# À faire:
A - Citez l'extrait du dictionnaire entre « Ce mot vient » et « deçà de 45 ans. », bornes incluses.
B - Prolongez l'extrait du dictionnaire au-delà de sa dernière phrase.

# Extrait:

ADOLESCENT. s. m. Jeune homme depuis 14 ans jusqu’à 25 ans. Adolescens. Il ne se dit guère qu’en plaisantant. C’est un jeune adolescent ; pour dire, c’est un jeune homme étourdi, sans expérience.

Ce mot vient d’adolesco, mot latin qui signifie croître ; parce que le temps de l’adolescence dure tout autant que le corps croît & se fortifie, tant que les fibres continuent de croître & d’acquérir de la consistance. Après l’âge de l’adolescence, le corps ne reçoit plus guère d’accroissement.

☞ C’est par abus des termes, que quelques écrivains emploient indifféremment ceux de juvenis & d’adolescens, pour toutes sortes de personnes en deçà de 45 ans.

ADOM. Bourg de la basse Hongrie. Adoma, anciennement Salina, Salinum. Il est au-dessous de Bude sur le Danube.

Adom. Petit royaume en Guinée. Voyez Adon.

# Données enregistrées:
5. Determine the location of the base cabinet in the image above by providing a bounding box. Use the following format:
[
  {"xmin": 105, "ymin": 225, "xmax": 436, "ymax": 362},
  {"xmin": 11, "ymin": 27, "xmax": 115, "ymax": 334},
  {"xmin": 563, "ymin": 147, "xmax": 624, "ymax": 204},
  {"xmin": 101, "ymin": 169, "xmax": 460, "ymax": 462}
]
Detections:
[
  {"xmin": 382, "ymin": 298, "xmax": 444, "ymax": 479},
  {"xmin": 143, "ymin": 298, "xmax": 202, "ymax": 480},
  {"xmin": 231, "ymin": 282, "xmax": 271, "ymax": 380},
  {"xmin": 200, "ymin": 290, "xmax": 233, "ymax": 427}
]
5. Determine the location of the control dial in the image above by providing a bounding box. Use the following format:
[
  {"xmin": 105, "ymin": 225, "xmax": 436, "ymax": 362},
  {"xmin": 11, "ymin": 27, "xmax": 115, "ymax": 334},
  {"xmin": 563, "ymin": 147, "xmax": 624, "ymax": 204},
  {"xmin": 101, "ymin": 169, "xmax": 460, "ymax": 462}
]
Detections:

# Réponses à l'exercice:
A -
Ce mot vient d’adolesco, mot latin qui signifie croître ; parce que le temps de l’adolescence dure tout autant que le corps croît & se fortifie, tant que les fibres continuent de croître & d’acquérir de la consistance. Après l’âge de l’adolescence, le corps ne reçoit plus guère d’accroissement.

☞ C’est par abus des termes, que quelques écrivains emploient indifféremment ceux de juvenis & d’adolescens, pour toutes sortes de personnes en deçà de 45 ans.

B -
ADOMESTIQUÉ. adj. Mot hors d’usage, qui signifie demeurant dans la maison de quelqu’un, & vivant avec lui. Le Perroniana a été recueilli par Christophe du Puy, Procureur de la Chartreuse de Rome, lequel étoit dans ce temps-là Aumônier du Roi, & adomestiqué chez le Cardinal du Perron. Anti-Baillet. Ce mot se trouve dans le Dictionnaire François & Anglois de Cotgrave, où est aussi le verbe adomestiquer, écrit avec dd dans Furetière, qui dit que c’est un vieux mot hors d’usage, qui signifioit, se rendre familier, ou domestique chez quelqu’un.

ADOMESTIQUER. v. n. Vieux mot & hors d’usage, qui signifioit, se rendre familier chez quelqu’un, s’attacher à lui. Insinuare se in familiaritatem. Ce mot vient du Latin domesticus, de domus, maison.

ADOMMIM. La montagne d’Adommim est un lieu de la tribu de Benjamin, autrefois fort infesté de voleurs. On prétend que son nom, qui en Hébreu signifie Rouge, lui fut donné, parce que ce lieu étoit souvent ensanglanté par les meurtres que les voleurs y commettoient. Il étoit sur le chemin de Jérusalem à Jéricho.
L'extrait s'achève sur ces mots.